§ **The problem**
Starting at the top of the data and ending with the line that holds "Annotation spec v2.4 — Object: muddy", transcribe each line exactly; include both ends.

[Records from a data collection]
•••••

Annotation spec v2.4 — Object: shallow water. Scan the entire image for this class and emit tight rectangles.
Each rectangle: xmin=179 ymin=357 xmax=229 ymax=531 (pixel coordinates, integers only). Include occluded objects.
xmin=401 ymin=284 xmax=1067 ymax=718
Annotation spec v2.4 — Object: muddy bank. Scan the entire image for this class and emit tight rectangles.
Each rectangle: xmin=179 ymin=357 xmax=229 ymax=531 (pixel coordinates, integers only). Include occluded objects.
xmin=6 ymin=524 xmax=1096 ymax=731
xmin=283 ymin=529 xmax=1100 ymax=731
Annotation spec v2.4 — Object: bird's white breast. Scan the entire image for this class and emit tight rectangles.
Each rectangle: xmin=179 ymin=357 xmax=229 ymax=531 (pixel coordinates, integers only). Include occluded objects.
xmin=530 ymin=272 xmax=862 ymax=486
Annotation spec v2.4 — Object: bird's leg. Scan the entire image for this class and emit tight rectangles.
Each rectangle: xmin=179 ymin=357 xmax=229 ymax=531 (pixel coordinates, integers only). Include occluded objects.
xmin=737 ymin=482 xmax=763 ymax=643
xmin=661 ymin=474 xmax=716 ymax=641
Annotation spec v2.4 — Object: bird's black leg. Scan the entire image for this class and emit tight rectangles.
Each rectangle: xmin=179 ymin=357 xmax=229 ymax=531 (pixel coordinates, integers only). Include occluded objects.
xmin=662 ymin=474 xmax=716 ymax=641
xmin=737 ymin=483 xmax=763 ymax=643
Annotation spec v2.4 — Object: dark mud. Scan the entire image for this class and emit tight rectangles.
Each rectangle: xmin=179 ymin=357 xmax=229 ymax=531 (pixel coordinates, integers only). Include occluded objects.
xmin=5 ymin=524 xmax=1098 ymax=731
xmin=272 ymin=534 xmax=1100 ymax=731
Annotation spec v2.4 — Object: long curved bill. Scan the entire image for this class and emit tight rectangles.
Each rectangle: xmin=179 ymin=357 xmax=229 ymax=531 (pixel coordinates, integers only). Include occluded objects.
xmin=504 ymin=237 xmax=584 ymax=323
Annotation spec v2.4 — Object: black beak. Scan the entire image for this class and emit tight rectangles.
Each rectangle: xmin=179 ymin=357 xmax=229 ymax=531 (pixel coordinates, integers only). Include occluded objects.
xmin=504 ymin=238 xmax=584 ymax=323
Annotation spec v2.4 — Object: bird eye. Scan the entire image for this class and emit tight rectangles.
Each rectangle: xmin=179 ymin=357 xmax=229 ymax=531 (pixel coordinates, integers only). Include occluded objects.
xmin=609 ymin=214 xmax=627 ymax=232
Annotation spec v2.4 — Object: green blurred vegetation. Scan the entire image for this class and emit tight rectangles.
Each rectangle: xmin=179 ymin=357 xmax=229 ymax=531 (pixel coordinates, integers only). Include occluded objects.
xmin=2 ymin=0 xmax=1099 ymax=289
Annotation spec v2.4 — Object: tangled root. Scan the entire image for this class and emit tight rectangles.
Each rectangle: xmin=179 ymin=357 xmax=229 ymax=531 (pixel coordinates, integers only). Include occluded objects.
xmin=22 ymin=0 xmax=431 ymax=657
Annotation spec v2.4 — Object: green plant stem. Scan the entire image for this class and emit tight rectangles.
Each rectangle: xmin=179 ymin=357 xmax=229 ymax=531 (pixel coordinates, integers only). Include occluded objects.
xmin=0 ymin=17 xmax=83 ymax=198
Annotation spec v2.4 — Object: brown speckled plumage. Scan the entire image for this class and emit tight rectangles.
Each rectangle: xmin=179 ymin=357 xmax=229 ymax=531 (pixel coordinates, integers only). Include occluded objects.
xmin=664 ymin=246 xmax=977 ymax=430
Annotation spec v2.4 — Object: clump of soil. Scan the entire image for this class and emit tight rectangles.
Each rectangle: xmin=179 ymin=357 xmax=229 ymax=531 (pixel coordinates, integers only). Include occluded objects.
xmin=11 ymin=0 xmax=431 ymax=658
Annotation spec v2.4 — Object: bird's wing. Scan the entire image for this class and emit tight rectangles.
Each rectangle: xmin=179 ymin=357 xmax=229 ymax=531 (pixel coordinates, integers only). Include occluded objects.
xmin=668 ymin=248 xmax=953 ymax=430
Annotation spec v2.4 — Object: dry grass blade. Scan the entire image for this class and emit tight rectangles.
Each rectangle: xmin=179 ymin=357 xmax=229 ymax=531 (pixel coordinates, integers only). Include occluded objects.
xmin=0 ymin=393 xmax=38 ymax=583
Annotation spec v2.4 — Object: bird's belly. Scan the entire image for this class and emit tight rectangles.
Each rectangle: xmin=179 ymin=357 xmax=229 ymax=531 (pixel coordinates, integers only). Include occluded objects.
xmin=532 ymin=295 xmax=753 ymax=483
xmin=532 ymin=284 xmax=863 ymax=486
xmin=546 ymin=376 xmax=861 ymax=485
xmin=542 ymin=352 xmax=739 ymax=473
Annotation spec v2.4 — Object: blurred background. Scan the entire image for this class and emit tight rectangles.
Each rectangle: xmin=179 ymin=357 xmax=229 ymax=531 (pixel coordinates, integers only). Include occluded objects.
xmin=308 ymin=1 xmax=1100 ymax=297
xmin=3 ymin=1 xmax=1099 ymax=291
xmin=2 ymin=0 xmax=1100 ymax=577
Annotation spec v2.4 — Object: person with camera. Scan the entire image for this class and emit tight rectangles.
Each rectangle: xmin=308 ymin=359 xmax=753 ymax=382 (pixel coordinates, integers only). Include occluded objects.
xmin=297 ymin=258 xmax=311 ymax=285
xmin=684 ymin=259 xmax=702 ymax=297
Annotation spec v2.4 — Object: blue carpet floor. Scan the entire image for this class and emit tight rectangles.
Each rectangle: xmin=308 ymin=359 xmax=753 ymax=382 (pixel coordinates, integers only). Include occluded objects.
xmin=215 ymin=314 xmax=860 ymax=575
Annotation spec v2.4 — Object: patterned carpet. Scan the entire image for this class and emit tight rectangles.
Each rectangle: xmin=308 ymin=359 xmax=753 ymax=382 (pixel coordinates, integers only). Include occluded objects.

•••••

§ **Written solution**
Annotation spec v2.4 — Object: shallow water. Scan the entire image for this class and emit tight rectangles.
Each rectangle: xmin=179 ymin=357 xmax=229 ymax=531 (pixel coordinates, integers only). Include occluded objects.
xmin=401 ymin=284 xmax=1067 ymax=718
Annotation spec v2.4 — Object: muddy bank. Scan the entire image for this class and emit tight rectangles.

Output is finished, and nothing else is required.